Instructions |
A: Answer these questions from the passage on the film's critical reception:
(i) Which publication called the film "not only Cosmopolitan's greatest achievement" in 1922?
(ii) What place did the film take in the 1924 reader poll of "The Ten Best Screenplays Ever Made"?
(iii) How many stars did The Motion Picture Guide give the film?
B: Write a continuation of the passage on the film's critical reception, starting after its last sentence.
Source passage: Begin
Robert E. Sherwood defined the film "gorgeously beautiful [...] flashily romantic and stirringly impressive", ranking it as one of the best pictures of the year and appreciated Vignola's "genius for lighting and composition". In 1922, Motion Picture News stated the film was "not only Cosmopolitan's greatest achievement [but] one of the greatest achievements of the silversheet", wrote a positive review of the cast and praised Vignola "for his masterly direction".

Delight Evans cited the film among "the most entertaining photoplays ever made" on Photoplay in 1923. It was ranked #10 on Screenlands reader poll of "The Ten Best Screenplays Ever Made" in 1924. The Motion Picture Guide praised the film for its "tremendous production values, excellent direction, a good script, and an outstanding cast", giving it three out of four stars.
Source passage: End
Data provided: Begin
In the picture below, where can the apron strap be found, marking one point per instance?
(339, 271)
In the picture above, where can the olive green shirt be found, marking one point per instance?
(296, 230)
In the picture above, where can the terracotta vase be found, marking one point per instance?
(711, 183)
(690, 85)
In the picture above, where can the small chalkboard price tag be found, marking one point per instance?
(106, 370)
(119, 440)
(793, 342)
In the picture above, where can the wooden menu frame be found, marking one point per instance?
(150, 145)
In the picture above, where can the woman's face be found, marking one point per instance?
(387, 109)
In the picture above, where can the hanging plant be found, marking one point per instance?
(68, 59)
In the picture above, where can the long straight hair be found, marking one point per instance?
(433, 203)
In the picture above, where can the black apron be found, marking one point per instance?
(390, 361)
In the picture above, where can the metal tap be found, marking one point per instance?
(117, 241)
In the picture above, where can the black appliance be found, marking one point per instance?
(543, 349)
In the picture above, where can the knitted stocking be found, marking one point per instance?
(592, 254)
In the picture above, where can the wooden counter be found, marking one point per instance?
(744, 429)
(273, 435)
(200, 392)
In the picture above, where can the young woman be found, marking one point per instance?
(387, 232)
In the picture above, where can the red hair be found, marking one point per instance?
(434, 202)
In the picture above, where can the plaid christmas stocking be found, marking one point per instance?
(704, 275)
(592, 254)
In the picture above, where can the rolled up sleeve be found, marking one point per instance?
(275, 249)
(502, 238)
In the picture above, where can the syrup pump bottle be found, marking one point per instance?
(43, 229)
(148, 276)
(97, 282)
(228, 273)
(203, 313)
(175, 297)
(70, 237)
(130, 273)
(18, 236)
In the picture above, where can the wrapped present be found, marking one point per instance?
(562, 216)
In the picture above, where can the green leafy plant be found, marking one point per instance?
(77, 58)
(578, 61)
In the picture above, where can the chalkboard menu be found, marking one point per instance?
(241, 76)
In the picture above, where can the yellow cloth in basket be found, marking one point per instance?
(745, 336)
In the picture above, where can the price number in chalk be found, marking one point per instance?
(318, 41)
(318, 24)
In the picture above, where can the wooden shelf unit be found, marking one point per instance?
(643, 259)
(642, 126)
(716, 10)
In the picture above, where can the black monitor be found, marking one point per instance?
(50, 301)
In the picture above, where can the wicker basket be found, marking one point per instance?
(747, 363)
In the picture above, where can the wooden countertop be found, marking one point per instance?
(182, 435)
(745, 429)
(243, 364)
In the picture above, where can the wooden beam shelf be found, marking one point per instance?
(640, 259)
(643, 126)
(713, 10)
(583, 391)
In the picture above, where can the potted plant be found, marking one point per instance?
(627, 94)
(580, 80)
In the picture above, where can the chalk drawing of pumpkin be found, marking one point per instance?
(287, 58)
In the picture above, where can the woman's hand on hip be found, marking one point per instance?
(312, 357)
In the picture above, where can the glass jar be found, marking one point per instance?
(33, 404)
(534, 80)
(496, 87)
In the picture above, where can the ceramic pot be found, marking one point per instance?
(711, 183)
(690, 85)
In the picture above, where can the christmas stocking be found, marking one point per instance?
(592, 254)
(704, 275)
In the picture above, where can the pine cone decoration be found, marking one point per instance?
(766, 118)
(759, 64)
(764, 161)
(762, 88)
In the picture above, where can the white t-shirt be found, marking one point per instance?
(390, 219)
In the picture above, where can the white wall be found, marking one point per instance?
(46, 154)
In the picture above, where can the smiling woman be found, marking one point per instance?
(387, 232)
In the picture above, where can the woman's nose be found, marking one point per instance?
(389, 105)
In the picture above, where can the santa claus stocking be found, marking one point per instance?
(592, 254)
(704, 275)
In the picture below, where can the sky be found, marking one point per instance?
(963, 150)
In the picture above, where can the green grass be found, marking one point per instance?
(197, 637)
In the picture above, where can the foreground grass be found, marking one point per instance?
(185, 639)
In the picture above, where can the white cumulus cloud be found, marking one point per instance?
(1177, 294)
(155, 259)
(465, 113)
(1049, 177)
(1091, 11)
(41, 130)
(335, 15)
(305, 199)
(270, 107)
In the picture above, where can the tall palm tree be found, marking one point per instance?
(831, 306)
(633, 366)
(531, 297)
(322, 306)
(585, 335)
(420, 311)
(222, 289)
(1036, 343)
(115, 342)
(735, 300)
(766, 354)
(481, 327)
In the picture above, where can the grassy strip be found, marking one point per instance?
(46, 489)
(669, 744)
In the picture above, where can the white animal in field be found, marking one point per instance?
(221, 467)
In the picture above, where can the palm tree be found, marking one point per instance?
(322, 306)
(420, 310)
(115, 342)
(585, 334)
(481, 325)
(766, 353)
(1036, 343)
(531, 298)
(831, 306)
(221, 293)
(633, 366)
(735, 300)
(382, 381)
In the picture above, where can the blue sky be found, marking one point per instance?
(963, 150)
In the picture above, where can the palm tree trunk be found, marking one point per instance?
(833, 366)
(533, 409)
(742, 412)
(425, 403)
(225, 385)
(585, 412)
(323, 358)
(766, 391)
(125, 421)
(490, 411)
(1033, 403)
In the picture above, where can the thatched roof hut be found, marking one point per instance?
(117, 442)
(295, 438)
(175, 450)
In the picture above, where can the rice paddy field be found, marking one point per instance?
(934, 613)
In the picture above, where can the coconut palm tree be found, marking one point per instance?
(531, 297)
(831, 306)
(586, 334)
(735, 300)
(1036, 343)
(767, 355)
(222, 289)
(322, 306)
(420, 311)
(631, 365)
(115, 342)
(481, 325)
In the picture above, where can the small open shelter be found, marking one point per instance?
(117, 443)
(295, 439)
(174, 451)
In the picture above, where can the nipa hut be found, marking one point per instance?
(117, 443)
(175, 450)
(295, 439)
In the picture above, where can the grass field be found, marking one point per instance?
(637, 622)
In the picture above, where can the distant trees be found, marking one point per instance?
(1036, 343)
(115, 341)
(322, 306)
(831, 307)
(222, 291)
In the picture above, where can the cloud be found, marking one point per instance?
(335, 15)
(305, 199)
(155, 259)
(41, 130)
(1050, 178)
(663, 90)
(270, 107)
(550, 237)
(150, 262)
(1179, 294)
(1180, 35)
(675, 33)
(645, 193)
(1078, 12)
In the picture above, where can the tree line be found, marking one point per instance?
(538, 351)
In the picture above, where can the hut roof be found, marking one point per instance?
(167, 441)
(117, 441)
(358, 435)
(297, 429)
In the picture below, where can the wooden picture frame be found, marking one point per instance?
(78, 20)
Data provided: End
Answers to the exercise |
A:
(i) Motion Picture News
(ii) #10
(iii) Three out of four stars

B:
It was a triumph for Marion Davies, and she was named "Queen of the Screen" and the #1 female box office star of 1922 at the annual theater owners ball (Rudolph Valentino was named #1 male star). However, the movie was negatively received in London and, according to Davies, the English did not accept an American woman playing an English character. Despite the controversy, it was appreciated by Edward, Prince of Wales, who defined it "a wonderful picture". British art dealer Joseph Duveen stated the film setting was "the most stupendous reproduction of Henry the Eighth court life that has ever been achieved — a marvelous piece of artistry".

==Legacy==
The film was spoofed in Broncho Billy Anderson's When Knights Were Cold (1923), starring Stan Laurel and Mae Dahlberg.

Ben Model used portions of the songs commissioned by Hearst for the film's New York premiere in his theatre organ score for the 2017 restoration of the film. The restored film was scanned from an original 35mm nitrate print preserved by the Library of Congress. Its color tints have been reinstated and the film's hand-colored sequence has been digitally replicated. The first time this restored Knighthood was seen just "as it appeared in the 1920s" was at a special screening in May 2023 at New York City's historic Jefferson Market Library.